(Text section)
This course is intended to teach the principles involved in DBMS implementation, so it will include a significant programming component.

  • The project will be aimed at giving you a sense of what goes on inside a DBMS, and what the issues and challenges are in building a system "now" that will be managing data of various user-defined shapes and sizes "later". You will try your hand at record-based file storage, indexing, and relational runtime system programming (a.k.a. query operators).
  • The language for the project will be C++ - hopefully, you either have C++ experience or you have Java experience and can learn C++ quickly. Our assistant(s) will run the project, and they can provide you with additional suggestions for material to help you "spin up" on C++ programming, debugging, and tools in case you need to do a bit of remedial work on the side in order to tackle the project successfully. The course has the same requirements for both graduate students and undergraduate students.

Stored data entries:
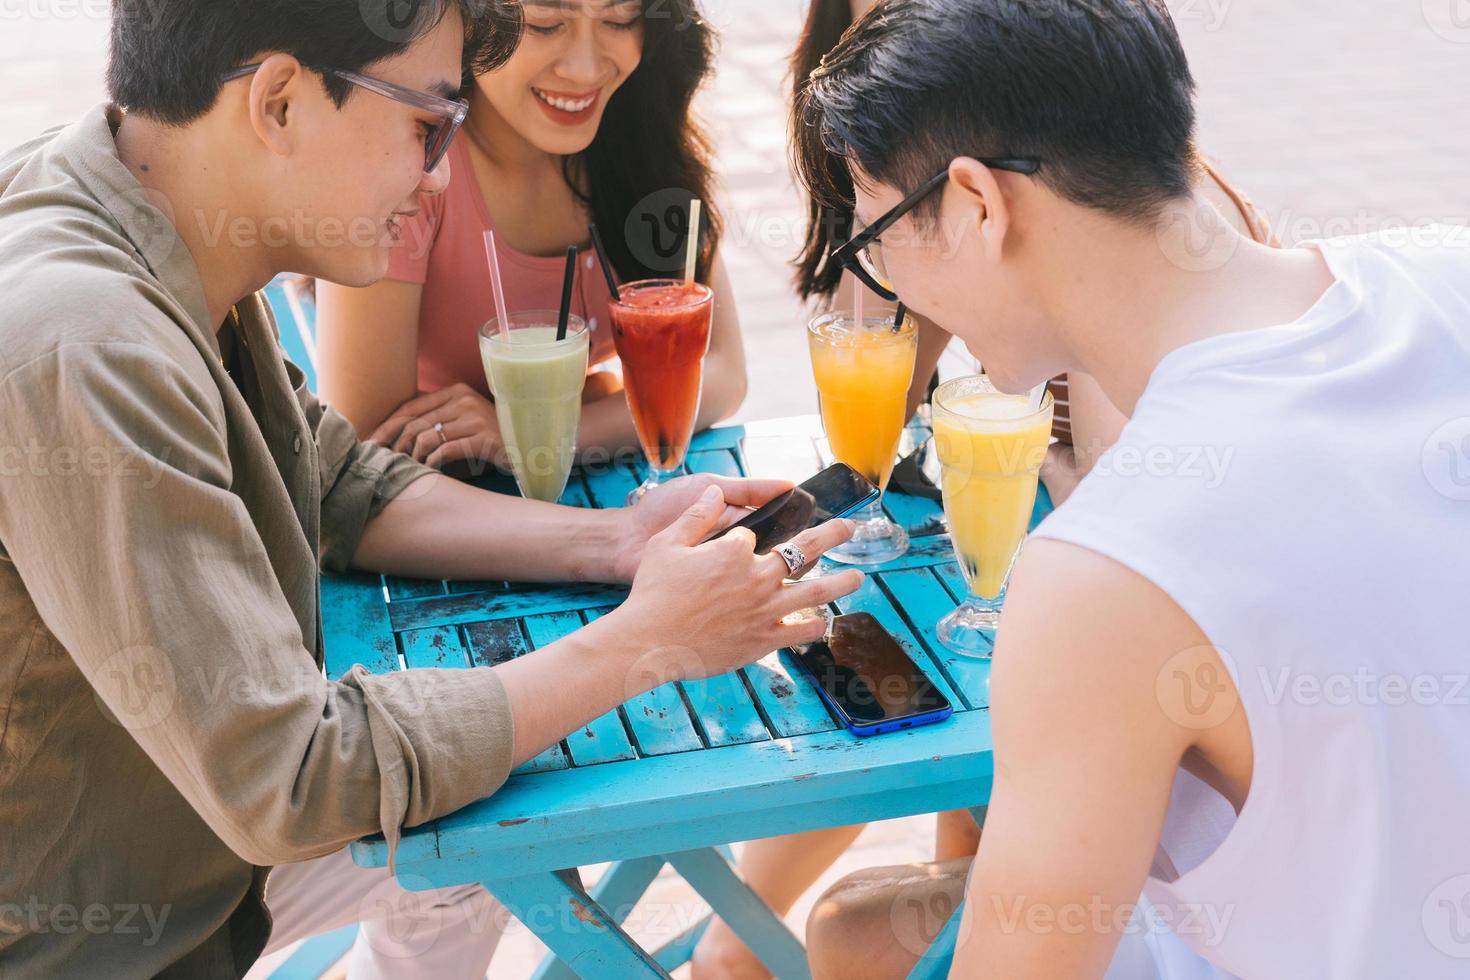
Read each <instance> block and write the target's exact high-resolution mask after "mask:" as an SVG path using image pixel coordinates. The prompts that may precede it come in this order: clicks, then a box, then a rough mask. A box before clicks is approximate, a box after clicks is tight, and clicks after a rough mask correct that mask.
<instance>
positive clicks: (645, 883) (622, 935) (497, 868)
mask: <svg viewBox="0 0 1470 980" xmlns="http://www.w3.org/2000/svg"><path fill="white" fill-rule="evenodd" d="M925 435H926V433H925V432H923V430H920V429H917V428H916V429H911V430H910V432H908V433H907V435H906V441H907V442H911V441H914V439H922V438H923V436H925ZM792 439H795V441H797V442H791V441H792ZM770 441H781V444H782V445H788V447H789V445H800V444H801V441H810V445H811V451H813V454H811V455H813V458H811V470H808V472H814V470H816V467H817V466H819V463H820V454H822V441H820V426H819V425H817V422H816V420H814V419H791V420H784V422H778V423H761V425H759V426H757V425H753V426H748V428H745V429H742V428H725V429H714V430H711V432H706V433H703V435H700V436H698V438H697V439H695V444H694V450H692V451H691V457H689V464H691V469H695V470H701V472H714V473H725V475H732V476H734V475H742V473H745V472H747V460H745V451H744V450H742V447H744V448H745V450H748V451H750V453H751V455H753V457H754V454H756V447H757V445H764V444H767V442H770ZM789 476H792V478H797V479H800V478H803V476H804V473H791V475H789ZM641 478H642V475H641V473H638V472H635V470H634V469H632V467H623V469H613V470H612V472H603V473H598V475H592V476H588V475H581V473H578V475H575V476H573V479H572V485H570V486H569V489H567V494H566V497H564V498H563V502H567V504H575V505H582V507H617V505H620V504H622V501H623V498H625V497H626V494H628V491H629V489H632V488H634V486H637V485H638V483H639V482H641ZM491 486H492V488H494V489H503V491H507V492H513V486H512V485H510V483H509V482H507V480H503V479H501V482H498V483H495V482H491ZM1041 497H1042V500H1041V501H1038V516H1039V514H1042V513H1044V511H1045V510H1047V508H1048V502H1047V501H1045V494H1044V492H1042V495H1041ZM885 507H886V508H888V511H889V514H891V516H892V517H894V519H895V520H897V522H900V523H901V525H904V526H906V527H907V530H908V533H910V535H911V536H913V547H911V548H910V551H908V554H907V555H904V557H903V558H900V560H897V561H894V563H891V564H886V566H881V567H878V569H876V570H870V572H872V573H870V574H869V579H867V582H866V585H864V586H863V589H861V591H860V592H858V594H856V595H853V597H850V598H847V599H844V601H842V602H839V604H838V605H839V610H838V611H841V613H853V611H866V613H872V614H873V616H876V617H878V620H879V621H882V623H883V626H885V627H886V629H888V630H889V632H892V633H894V635H895V636H897V638H898V642H900V644H903V645H904V648H907V649H908V652H910V654H913V657H914V660H917V661H919V664H920V666H922V667H923V669H925V670H926V671H928V673H929V676H931V677H932V680H933V682H935V685H936V686H938V688H939V689H941V691H944V693H945V696H948V698H950V701H951V702H953V704H954V708H956V711H954V717H953V718H950V720H948V721H945V723H942V724H936V726H931V727H923V729H914V730H908V732H901V733H895V735H883V736H879V738H873V739H858V738H854V736H851V735H850V733H848V732H847V730H844V729H842V727H841V726H839V724H838V723H836V721H835V718H833V717H832V714H831V713H829V711H828V708H826V705H825V704H823V702H822V699H820V698H819V696H817V693H816V691H814V689H813V686H811V685H810V683H808V680H807V677H806V676H804V674H803V673H801V671H800V669H798V667H797V664H795V661H794V660H792V658H791V657H789V654H786V652H784V651H781V652H772V654H770V655H767V657H766V658H763V660H761V661H759V663H756V664H753V666H750V667H747V669H744V670H741V671H738V673H734V674H728V676H723V677H717V679H713V680H697V682H684V683H669V685H664V686H661V688H657V689H654V691H651V692H648V693H645V695H642V696H639V698H635V699H634V701H629V702H628V704H625V705H623V707H622V708H619V710H617V711H614V713H610V714H607V716H604V717H601V718H598V720H595V721H592V723H591V724H588V726H587V727H584V729H581V730H578V732H575V733H572V735H570V736H569V738H567V739H566V741H563V742H562V743H560V745H556V746H553V748H551V749H548V751H547V752H544V754H542V755H539V757H538V758H535V760H532V761H531V763H528V764H526V765H523V767H522V768H519V770H517V771H516V774H514V776H512V779H510V780H509V782H507V783H506V786H504V788H503V789H501V790H500V792H497V793H495V795H494V796H491V798H490V799H484V801H481V802H478V804H473V805H470V807H466V808H465V810H462V811H459V813H456V814H451V815H448V817H444V818H441V820H438V821H434V823H431V824H426V826H423V827H417V829H415V830H409V832H406V833H404V835H403V840H401V843H400V846H398V852H397V873H398V879H400V882H403V883H404V884H406V887H413V889H426V887H444V886H454V884H465V883H472V882H479V883H484V884H485V887H487V889H488V890H490V892H491V893H492V895H495V898H498V899H500V901H501V904H504V905H506V907H507V908H509V909H510V911H512V912H513V914H514V915H516V917H517V918H520V920H522V921H523V923H525V924H526V926H528V927H529V929H531V930H532V932H534V933H535V934H537V936H539V937H541V939H542V940H544V942H545V943H547V946H548V948H550V949H551V951H553V954H554V956H553V958H548V959H547V962H545V964H542V967H541V970H539V971H538V977H569V976H582V977H598V979H601V977H638V976H648V977H663V976H667V971H669V970H672V968H675V967H676V965H679V964H682V962H685V961H686V959H688V955H689V951H691V949H692V946H694V943H695V942H697V940H698V936H700V934H701V932H703V926H704V924H703V923H700V924H695V926H692V927H689V929H685V930H682V932H679V933H678V934H675V936H672V937H670V940H669V942H667V943H666V945H664V946H663V948H660V949H657V951H653V952H648V951H644V949H641V948H639V946H638V945H637V943H635V942H634V940H632V939H629V937H628V934H626V933H625V932H623V930H622V927H620V924H622V923H623V921H625V920H626V918H628V915H629V912H631V909H632V907H634V905H635V904H637V901H638V898H639V896H641V895H642V893H644V890H645V889H647V887H648V884H650V883H651V882H653V880H654V877H656V876H657V874H659V871H660V870H661V868H663V867H664V864H670V865H672V867H673V868H675V870H676V871H678V873H679V874H681V876H682V877H684V879H685V880H686V882H688V883H689V884H691V886H692V887H694V889H695V890H697V892H698V893H700V895H701V896H703V898H704V899H706V901H707V902H709V904H710V907H711V908H713V909H714V911H716V912H717V914H719V915H722V917H723V918H725V920H726V921H728V923H729V924H731V927H732V929H734V930H735V933H736V934H739V936H741V939H742V940H745V942H747V945H750V946H751V949H754V951H756V952H757V955H760V956H761V959H763V961H764V964H766V965H767V967H769V968H770V970H772V973H773V974H775V976H776V977H781V979H782V980H791V979H797V977H808V976H810V974H808V970H807V964H806V955H804V951H803V948H801V943H800V942H798V940H797V937H795V936H792V934H791V932H789V930H788V929H786V927H785V924H784V923H781V920H778V918H776V917H775V915H773V914H772V912H770V909H769V908H766V907H764V904H761V902H760V901H759V899H757V898H756V896H754V893H753V892H751V890H750V889H748V887H745V886H744V884H742V883H741V882H739V879H738V877H736V876H735V873H734V870H732V865H731V864H729V861H728V860H726V858H728V854H729V851H728V848H720V845H725V843H728V842H734V840H750V839H756V837H767V836H775V835H784V833H797V832H804V830H816V829H823V827H835V826H845V824H854V823H863V821H872V820H888V818H894V817H904V815H911V814H922V813H933V811H941V810H961V808H980V807H983V805H985V804H986V802H988V799H989V793H991V782H992V755H991V729H989V713H988V711H986V710H985V708H986V704H988V689H989V666H988V664H986V663H979V661H970V660H963V658H957V657H953V655H951V654H948V652H947V651H945V649H944V648H942V646H941V645H939V642H938V641H936V639H935V633H933V626H935V623H936V621H938V620H939V619H941V617H942V616H944V614H945V613H948V611H950V610H951V608H954V605H956V602H957V601H958V599H960V598H961V597H963V595H964V580H963V577H961V574H960V570H958V567H957V566H956V564H954V561H953V554H951V550H950V538H948V535H947V533H944V530H945V529H944V520H942V513H941V508H939V505H938V502H935V501H931V500H923V498H917V497H907V495H903V494H897V492H891V494H889V495H888V497H886V500H885ZM623 597H625V592H623V591H620V589H614V588H604V586H587V585H562V586H545V585H531V586H526V585H507V583H504V582H413V580H403V579H392V577H387V579H384V577H379V576H350V577H329V579H325V580H323V583H322V614H323V620H325V630H326V633H325V635H326V669H328V674H329V676H332V677H337V676H341V674H343V673H345V671H347V670H348V669H350V667H351V666H353V664H359V663H360V664H363V666H366V667H368V669H369V670H373V671H382V673H387V671H392V670H403V669H407V667H470V666H492V664H498V663H504V661H507V660H510V658H513V657H523V655H532V654H534V651H535V649H537V648H538V646H542V645H545V644H550V642H553V641H556V639H557V638H560V636H564V635H566V633H569V632H572V630H575V629H578V627H579V626H582V624H584V623H587V621H589V620H592V619H595V617H598V616H601V614H604V613H606V611H607V610H610V608H613V607H614V605H617V604H619V601H622V598H623ZM353 858H354V860H356V861H357V862H359V864H360V865H368V867H382V865H385V864H387V848H385V845H384V842H382V839H369V840H363V842H359V843H356V845H353ZM609 861H612V862H616V864H613V867H612V868H610V870H609V871H607V873H606V874H604V876H603V879H601V880H600V882H598V884H597V886H595V887H592V889H591V890H587V889H584V887H582V883H581V879H579V876H578V874H576V870H575V868H578V867H579V865H588V864H600V862H609Z"/></svg>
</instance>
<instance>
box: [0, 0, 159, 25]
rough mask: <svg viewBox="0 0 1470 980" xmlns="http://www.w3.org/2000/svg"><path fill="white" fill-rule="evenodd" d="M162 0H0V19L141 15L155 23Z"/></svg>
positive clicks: (80, 20) (51, 18) (62, 18)
mask: <svg viewBox="0 0 1470 980" xmlns="http://www.w3.org/2000/svg"><path fill="white" fill-rule="evenodd" d="M162 3H163V0H0V21H107V19H109V18H112V16H115V15H116V16H118V18H141V19H143V21H144V22H147V24H154V25H156V24H157V22H159V9H160V6H162Z"/></svg>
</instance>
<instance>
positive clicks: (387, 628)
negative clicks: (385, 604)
mask: <svg viewBox="0 0 1470 980" xmlns="http://www.w3.org/2000/svg"><path fill="white" fill-rule="evenodd" d="M322 623H323V633H322V645H323V646H325V648H326V676H328V677H334V679H335V677H341V676H343V674H345V673H347V671H348V670H351V667H353V664H362V666H363V667H366V669H368V670H369V671H372V673H375V674H385V673H390V671H392V670H397V669H398V645H397V644H395V642H394V636H392V624H391V623H390V620H388V607H387V605H385V604H384V601H382V579H381V577H379V576H376V574H345V576H337V574H334V576H323V577H322Z"/></svg>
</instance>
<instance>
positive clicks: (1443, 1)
mask: <svg viewBox="0 0 1470 980" xmlns="http://www.w3.org/2000/svg"><path fill="white" fill-rule="evenodd" d="M1420 7H1421V9H1423V12H1424V24H1427V25H1429V29H1430V31H1433V32H1435V34H1438V35H1439V37H1442V38H1445V40H1446V41H1449V43H1451V44H1470V0H1420Z"/></svg>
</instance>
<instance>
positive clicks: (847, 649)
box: [791, 613, 951, 727]
mask: <svg viewBox="0 0 1470 980" xmlns="http://www.w3.org/2000/svg"><path fill="white" fill-rule="evenodd" d="M791 652H794V654H795V655H797V660H800V661H801V664H803V667H806V670H807V673H810V674H811V677H813V680H816V683H817V686H819V688H820V689H822V692H823V693H825V696H826V699H828V702H829V704H831V705H832V707H833V708H836V710H838V711H839V713H841V714H844V716H847V718H848V721H850V724H848V727H873V726H878V724H881V723H898V724H895V726H894V727H910V726H908V724H903V721H904V720H906V718H919V717H925V720H926V721H939V720H942V718H945V717H948V716H950V713H951V705H950V701H948V698H945V696H944V693H942V692H939V689H938V688H935V686H933V683H932V682H931V680H929V677H928V676H926V674H925V673H923V671H922V670H919V666H917V664H914V661H913V658H910V657H908V654H906V652H904V649H903V646H900V645H898V641H895V639H894V638H892V636H891V635H889V633H888V630H885V629H883V627H882V624H881V623H879V621H878V620H876V619H873V617H872V616H870V614H867V613H853V614H848V616H838V617H836V619H835V620H833V621H832V638H831V641H817V642H814V644H807V645H806V646H797V648H794V649H792V651H791ZM917 723H922V721H917Z"/></svg>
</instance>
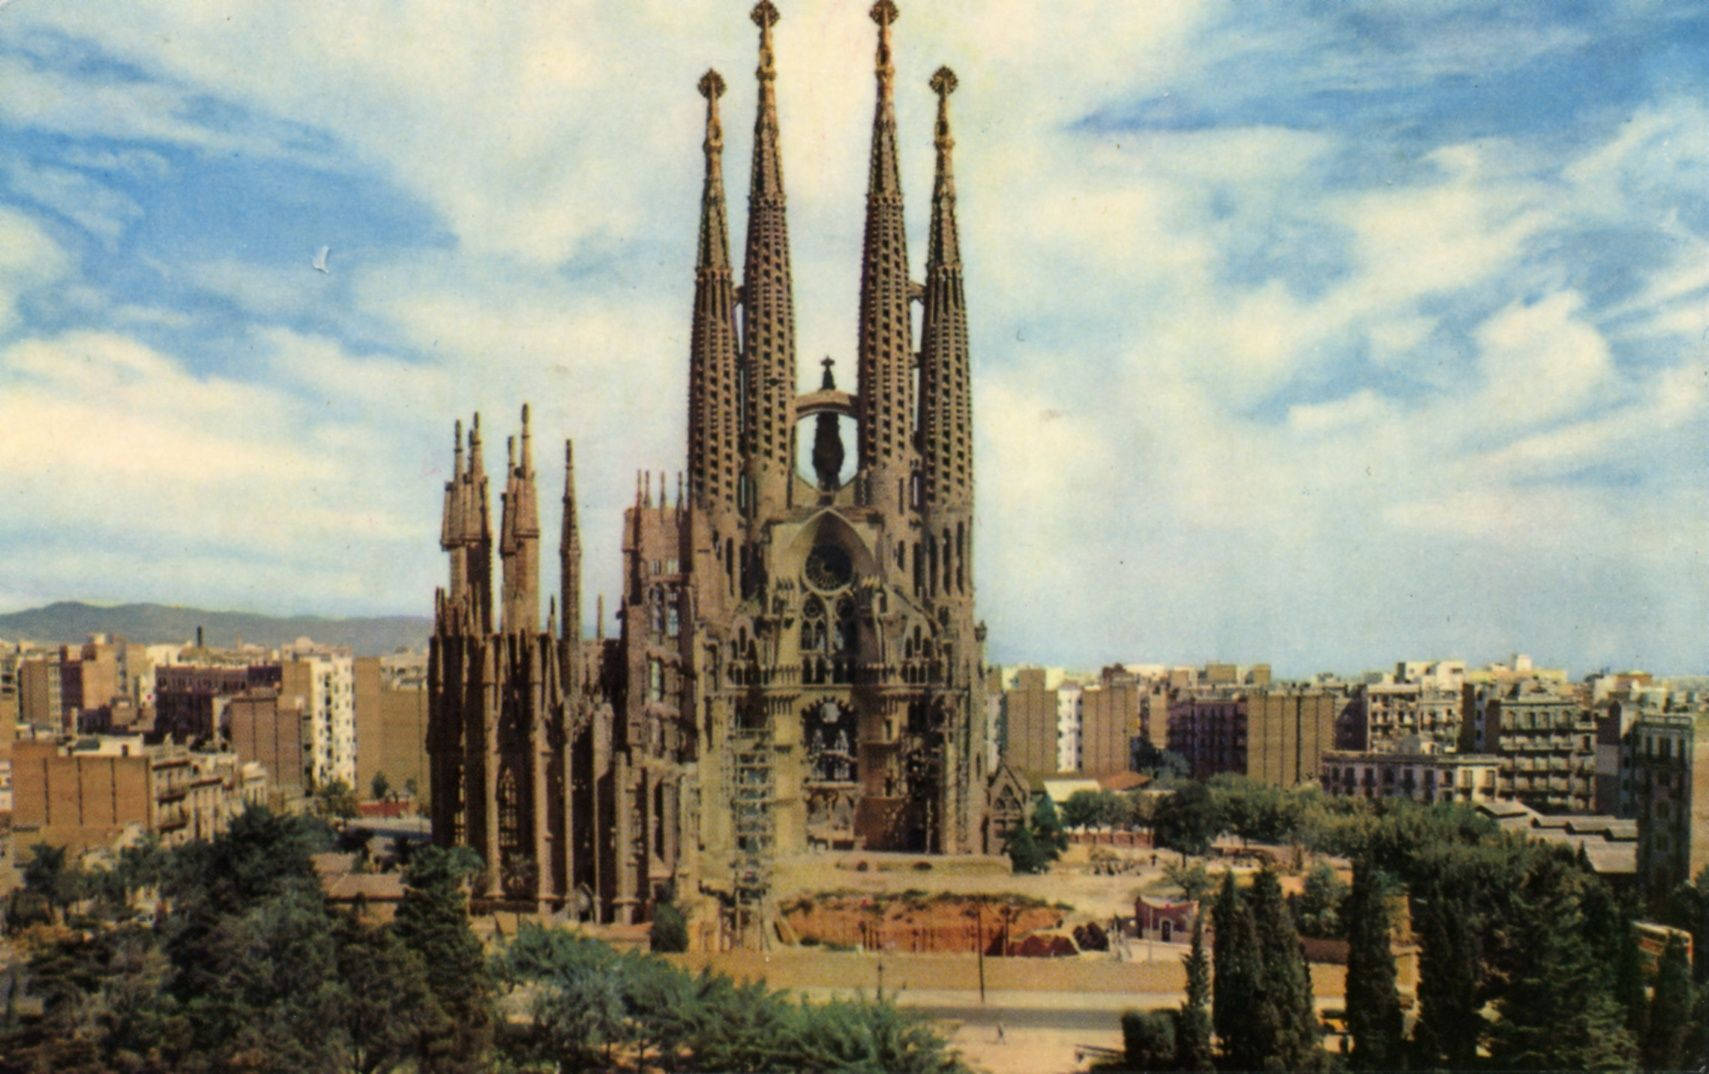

(Requirement 1) In the course description, what language is the project written in?
(Requirement 2) Write the next part of the course description, picking up after its last sentence.

(Answer section 1) C++.

(Answer section 2)
Notice about Projects

  • Students are allowed to add attributes, methods, and classes, as long as the public signatures provided in the codebase are kept and implemented. We will be testing your code by calling the methods that are declared in the signatures. See README.md in the project for more details.
  • We have provided Gtest cases for testing and grading purposes. The test cases we used for grading might be different than the ones provided to you.

Project Late Policy

  • The official due date for each assignment is listed above, and it is expected that students will turn most work in on or before that date.
  • Grace Period
    • We will offer a 48-hour "grace period" for each assignment, and will therefore accept solution submissions that are turned in within 48 hours of the due date (i.e., less than 2 days late). No need to ask - this time is yours in the event that you need it for some unforeseen reason.
    • If you use it, your score will be deducted by 10 points. You are recommended NOT to use the grace period, as you will lose not only 10 points, but also valuable time from the next assignment's working period for every hour that you run late.
  • Late assignments after the grace period will NOT be accepted, so do always aim to be on time! (Please don't even ask, as this is what the 48-hour grace period is intended for. :-))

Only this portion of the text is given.